┌─ Supplied entries

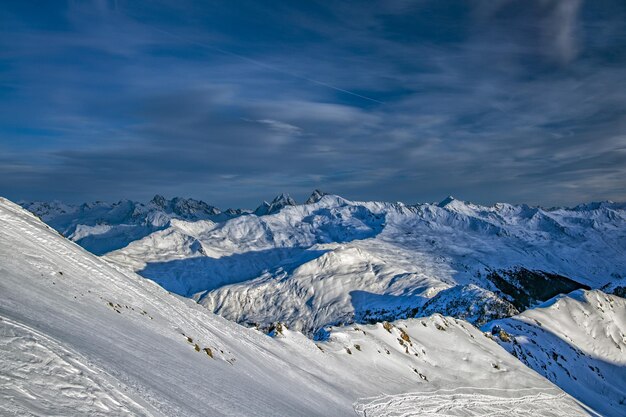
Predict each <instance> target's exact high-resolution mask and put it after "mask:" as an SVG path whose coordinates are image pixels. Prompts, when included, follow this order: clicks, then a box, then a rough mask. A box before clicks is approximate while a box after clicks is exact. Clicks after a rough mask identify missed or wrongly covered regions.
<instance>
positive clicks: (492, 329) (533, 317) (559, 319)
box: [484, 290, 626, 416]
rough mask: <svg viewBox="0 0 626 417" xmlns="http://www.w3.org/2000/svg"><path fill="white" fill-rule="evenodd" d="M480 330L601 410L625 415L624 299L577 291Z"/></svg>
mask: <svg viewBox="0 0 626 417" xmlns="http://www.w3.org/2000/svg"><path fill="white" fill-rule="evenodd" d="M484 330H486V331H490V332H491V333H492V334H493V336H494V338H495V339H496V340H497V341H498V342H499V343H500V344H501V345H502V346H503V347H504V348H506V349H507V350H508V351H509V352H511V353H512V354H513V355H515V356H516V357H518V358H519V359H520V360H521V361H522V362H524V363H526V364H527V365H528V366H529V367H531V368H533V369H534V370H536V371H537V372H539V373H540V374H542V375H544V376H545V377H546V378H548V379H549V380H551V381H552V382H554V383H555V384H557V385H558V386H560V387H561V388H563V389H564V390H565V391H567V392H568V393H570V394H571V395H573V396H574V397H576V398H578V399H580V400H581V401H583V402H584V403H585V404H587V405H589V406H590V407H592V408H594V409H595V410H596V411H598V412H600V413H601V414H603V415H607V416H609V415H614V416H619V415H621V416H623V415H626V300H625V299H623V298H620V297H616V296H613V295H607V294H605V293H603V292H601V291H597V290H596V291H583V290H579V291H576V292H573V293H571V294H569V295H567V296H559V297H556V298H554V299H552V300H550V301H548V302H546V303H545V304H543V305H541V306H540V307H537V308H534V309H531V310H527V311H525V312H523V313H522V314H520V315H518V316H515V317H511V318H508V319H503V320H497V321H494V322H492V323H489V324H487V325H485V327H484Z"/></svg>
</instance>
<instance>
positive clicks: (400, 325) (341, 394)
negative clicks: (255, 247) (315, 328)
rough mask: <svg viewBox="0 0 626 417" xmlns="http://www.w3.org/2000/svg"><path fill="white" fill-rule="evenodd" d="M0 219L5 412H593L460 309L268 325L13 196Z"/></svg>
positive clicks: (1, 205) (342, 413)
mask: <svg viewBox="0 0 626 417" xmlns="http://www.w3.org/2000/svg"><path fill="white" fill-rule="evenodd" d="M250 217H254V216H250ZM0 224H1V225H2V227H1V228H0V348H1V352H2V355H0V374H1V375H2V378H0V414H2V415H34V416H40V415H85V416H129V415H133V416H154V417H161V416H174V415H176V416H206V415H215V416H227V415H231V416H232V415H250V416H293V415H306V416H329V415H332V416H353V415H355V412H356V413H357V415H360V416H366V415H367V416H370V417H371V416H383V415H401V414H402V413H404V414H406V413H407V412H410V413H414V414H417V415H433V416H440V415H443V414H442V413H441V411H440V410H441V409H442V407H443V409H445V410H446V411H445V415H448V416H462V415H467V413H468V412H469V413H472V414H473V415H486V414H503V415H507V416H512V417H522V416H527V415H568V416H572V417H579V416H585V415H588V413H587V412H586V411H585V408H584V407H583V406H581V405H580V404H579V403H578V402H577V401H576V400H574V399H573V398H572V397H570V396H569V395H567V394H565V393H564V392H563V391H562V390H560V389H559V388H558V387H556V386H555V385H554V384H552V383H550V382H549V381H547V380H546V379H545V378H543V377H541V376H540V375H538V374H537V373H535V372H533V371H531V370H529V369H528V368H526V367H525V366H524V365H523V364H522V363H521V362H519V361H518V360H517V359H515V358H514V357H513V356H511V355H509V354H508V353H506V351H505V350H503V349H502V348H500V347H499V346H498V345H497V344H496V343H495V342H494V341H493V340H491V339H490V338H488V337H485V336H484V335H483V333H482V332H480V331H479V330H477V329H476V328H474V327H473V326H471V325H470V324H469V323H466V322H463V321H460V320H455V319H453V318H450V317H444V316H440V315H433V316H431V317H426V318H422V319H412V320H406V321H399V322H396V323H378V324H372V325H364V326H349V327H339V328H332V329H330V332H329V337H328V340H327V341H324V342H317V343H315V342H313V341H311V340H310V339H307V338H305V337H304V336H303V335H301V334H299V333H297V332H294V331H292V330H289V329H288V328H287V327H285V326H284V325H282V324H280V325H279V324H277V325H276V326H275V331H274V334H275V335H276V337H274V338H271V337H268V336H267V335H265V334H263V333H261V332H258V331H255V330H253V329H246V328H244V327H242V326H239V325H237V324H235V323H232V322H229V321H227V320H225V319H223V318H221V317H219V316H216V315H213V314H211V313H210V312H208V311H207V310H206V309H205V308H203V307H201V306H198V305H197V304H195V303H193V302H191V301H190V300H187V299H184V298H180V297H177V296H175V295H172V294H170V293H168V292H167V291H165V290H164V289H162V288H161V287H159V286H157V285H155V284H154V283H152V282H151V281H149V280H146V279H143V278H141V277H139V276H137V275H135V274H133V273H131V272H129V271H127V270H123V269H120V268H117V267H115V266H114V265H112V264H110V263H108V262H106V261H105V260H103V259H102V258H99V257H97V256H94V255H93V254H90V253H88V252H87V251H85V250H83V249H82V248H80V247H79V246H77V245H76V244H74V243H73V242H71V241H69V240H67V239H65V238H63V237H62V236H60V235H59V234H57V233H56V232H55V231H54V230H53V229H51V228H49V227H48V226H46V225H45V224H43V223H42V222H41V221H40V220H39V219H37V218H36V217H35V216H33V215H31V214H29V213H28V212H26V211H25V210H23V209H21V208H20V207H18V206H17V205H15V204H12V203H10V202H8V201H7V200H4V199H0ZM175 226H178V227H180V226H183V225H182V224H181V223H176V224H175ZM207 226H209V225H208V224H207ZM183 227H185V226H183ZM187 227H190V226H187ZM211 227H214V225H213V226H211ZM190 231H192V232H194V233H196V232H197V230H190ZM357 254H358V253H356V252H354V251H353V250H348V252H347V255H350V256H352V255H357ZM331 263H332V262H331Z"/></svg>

└─

### [What you need to do]
Stop after the line containing "box: [484, 290, 626, 416]": copy the records exactly from the first line up to there, leaving pictures out.

### [Your solution]
Predict each <instance> target's exact high-resolution mask and put it after "mask:" as an SVG path whose coordinates are image pixels. Prompts, when included, follow this order: clicks, then a box, then a rough mask. A box before clicks is approximate while a box after clicks is exact. Clicks after a rough mask identify missed or wrongly covered regions.
<instance>
positive clicks: (492, 329) (533, 317) (559, 319)
box: [484, 290, 626, 416]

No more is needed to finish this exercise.